═════ SUPPLIED PASSAGE

Landlords Need to Share the Risk That Tenants Bear
by Barry Willis and Earl Kaplan
October 3, 2020
Written in response to : Deedee Jones’ “Owning Rental Property is a Business” published in The Commons on 9/23/2020
Over the past few weeks, we have seen many landlords taking a stance against the Tenants Union of Brattleboro’s (TUB) recent proposal to limit tenant move-in costs to a maximum of two month’s rent (first month plus security deposit). In a housing shortage that’s only getting worse and an environment where over half of Vermonters are rent burdened, this is an important and simple step toward making housing accessible and affordable for all people in Brattleboro.
Yet, we continually hear confusion from landlords about why we can’t just get along and why they are perceived as “mustache twirling villains”.
In local landlord Deedee Jones’ recent opinion piece, she states that “In this culture of divisiveness, it is unfortunate that landlords and tenants need to be on opposing sides.” She also says “If a potential renter feels the price is too high for a given apartment, they will look elsewhere.” But where are we supposed to look? There are very few local listings, and even fewer in the price range of a minimum wage worker, and whenever anything does pop up it already has 10 applicants within the first day. Deedee also thinks that the select board should “want to attract new people to town who are going to work, pay taxes, and spend money here”. We, the low-wage workers of your community, already do these things. It feels like what she is really suggesting is that we go “elsewhere” to make room for people who can afford higher rent.
It should be obvious why we are on opposing sides.
Deedee, along with other landlords, has asked, “does the Selectboard or any other elected body have the right to determine what landlords charge?”
This is a fair question. According to 9 V.S.A. § 4461 (g), yes, “a town or municipality may adopt an ordinance governing security deposits on dwellings.” It is even commonplace. Burlington, VT as well as the entire states of New Hampshire, New York, and Rhode Island already have similar legislation.
We do not operate in a “free market”. Regulations are an important part of what makes our economy work. They are the reason that our rivers and lakes aren’t full of industrial pollutants. They are the reason that we have a minimum wage in this country. Workplace safety, antitrust protections, and the 40-hour week are all important regulations that people organized around and fought for. They didn’t accept the status-quo, and we don’t have to either. Here in Vermont, we strive to set a higher bar.

══════════

Transcribe the portion of the opinion piece starting with "In local landlord" and going on through "afford higher rent.". Rely solely on the opinion piece above.

═════ DATASET EXCERPTS

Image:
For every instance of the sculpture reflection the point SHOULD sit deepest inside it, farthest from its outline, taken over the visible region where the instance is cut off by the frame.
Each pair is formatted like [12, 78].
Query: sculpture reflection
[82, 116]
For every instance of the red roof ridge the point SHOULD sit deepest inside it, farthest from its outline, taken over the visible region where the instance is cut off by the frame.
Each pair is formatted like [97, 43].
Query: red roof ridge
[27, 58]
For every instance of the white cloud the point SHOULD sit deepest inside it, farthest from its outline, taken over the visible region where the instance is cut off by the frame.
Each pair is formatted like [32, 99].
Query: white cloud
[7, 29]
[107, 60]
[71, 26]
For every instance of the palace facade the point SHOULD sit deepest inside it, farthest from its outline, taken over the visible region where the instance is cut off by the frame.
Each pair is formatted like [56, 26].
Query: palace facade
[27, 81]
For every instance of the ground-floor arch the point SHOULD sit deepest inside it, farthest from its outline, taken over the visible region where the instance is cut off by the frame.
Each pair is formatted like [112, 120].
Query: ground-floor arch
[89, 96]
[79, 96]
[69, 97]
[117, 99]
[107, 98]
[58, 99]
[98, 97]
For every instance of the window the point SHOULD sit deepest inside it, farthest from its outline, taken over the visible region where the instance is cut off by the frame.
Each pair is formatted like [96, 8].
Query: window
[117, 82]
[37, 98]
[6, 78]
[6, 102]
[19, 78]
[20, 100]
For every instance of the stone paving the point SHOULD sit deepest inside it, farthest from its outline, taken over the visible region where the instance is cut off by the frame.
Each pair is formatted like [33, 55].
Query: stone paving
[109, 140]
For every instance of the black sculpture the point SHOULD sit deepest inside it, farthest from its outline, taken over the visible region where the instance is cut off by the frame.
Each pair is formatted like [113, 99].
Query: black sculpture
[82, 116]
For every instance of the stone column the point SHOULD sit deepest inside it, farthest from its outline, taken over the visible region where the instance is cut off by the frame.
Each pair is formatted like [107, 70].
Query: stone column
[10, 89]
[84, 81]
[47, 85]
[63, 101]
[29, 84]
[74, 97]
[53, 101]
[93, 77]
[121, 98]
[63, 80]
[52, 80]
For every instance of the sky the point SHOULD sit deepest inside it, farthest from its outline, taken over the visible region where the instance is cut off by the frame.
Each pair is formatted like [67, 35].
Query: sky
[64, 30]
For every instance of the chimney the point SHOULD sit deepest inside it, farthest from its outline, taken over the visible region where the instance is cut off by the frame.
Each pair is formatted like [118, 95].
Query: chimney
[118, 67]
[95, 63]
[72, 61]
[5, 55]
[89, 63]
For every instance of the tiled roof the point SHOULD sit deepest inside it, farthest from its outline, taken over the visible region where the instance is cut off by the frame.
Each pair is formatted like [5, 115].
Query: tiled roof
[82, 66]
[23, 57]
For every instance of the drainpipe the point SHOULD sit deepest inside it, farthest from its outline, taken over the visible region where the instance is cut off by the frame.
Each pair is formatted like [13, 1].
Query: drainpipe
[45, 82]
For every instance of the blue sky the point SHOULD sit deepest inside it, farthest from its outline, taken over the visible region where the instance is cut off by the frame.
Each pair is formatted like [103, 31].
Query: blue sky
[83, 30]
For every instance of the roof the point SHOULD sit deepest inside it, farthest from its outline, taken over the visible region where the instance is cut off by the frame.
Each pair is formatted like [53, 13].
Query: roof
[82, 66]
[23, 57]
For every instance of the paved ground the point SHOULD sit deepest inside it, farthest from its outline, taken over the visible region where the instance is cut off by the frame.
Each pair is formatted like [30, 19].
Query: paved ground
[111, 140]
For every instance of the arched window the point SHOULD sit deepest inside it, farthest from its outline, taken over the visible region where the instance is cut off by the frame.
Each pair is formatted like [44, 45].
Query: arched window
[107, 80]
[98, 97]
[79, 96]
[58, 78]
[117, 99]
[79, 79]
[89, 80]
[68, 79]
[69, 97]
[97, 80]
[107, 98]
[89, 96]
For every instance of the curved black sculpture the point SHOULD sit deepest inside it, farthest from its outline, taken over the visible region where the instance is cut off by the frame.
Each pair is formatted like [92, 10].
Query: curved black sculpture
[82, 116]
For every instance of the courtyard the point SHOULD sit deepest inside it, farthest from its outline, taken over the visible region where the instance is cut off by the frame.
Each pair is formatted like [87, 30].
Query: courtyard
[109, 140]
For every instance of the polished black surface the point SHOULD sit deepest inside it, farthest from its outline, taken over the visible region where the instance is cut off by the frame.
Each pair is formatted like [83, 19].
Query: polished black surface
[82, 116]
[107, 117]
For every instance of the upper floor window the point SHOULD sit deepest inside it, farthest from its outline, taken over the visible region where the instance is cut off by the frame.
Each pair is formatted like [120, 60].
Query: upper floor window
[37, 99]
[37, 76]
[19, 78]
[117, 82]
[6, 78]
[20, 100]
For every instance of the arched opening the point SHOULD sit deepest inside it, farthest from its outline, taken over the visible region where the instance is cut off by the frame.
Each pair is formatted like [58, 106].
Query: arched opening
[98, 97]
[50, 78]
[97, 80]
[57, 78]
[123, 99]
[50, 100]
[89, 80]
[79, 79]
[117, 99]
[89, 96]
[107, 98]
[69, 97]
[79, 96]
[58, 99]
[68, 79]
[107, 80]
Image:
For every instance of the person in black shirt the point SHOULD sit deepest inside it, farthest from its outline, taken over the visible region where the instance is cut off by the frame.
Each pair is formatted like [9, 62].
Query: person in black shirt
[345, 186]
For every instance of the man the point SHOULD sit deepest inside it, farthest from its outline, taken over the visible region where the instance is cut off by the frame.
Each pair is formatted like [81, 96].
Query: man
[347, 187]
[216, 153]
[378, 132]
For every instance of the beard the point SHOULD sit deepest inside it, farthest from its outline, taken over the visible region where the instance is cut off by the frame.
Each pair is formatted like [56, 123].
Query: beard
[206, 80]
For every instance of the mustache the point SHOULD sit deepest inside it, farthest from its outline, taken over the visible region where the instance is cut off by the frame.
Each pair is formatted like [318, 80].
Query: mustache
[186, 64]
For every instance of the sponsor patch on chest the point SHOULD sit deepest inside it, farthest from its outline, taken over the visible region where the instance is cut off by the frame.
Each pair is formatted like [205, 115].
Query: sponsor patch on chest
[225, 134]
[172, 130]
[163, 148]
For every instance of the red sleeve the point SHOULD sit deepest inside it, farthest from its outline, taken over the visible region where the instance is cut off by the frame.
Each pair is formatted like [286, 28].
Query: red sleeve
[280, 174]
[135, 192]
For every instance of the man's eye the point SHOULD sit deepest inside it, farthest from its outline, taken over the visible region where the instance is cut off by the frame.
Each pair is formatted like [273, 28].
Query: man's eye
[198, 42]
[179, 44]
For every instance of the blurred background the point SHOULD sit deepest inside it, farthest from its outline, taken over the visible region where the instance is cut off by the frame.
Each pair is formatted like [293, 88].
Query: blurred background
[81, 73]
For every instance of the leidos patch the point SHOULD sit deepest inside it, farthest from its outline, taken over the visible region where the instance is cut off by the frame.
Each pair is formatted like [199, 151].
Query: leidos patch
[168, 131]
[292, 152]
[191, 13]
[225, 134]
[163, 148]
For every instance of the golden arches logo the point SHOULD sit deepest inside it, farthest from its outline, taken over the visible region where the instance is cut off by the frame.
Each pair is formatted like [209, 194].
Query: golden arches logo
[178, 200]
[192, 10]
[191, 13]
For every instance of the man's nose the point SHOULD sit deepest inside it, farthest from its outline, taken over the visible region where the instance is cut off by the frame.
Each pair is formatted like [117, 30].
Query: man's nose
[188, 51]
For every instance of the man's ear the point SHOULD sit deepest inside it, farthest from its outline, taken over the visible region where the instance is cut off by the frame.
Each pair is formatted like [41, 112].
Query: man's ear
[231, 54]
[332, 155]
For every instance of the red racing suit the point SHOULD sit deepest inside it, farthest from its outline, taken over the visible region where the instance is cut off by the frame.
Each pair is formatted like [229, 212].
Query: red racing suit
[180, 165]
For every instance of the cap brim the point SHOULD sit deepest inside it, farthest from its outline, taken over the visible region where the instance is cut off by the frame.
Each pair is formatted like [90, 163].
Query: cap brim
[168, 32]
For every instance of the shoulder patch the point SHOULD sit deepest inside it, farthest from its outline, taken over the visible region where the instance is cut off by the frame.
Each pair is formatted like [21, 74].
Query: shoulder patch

══════════

SOLUTION TO THIS TASK:
In local landlord Deedee Jones’ recent opinion piece, she states that “In this culture of divisiveness, it is unfortunate that landlords and tenants need to be on opposing sides.” She also says “If a potential renter feels the price is too high for a given apartment, they will look elsewhere.” But where are we supposed to look? There are very few local listings, and even fewer in the price range of a minimum wage worker, and whenever anything does pop up it already has 10 applicants within the first day. Deedee also thinks that the select board should “want to attract new people to town who are going to work, pay taxes, and spend money here”. We, the low-wage workers of your community, already do these things. It feels like what she is really suggesting is that we go “elsewhere” to make room for people who can afford higher rent.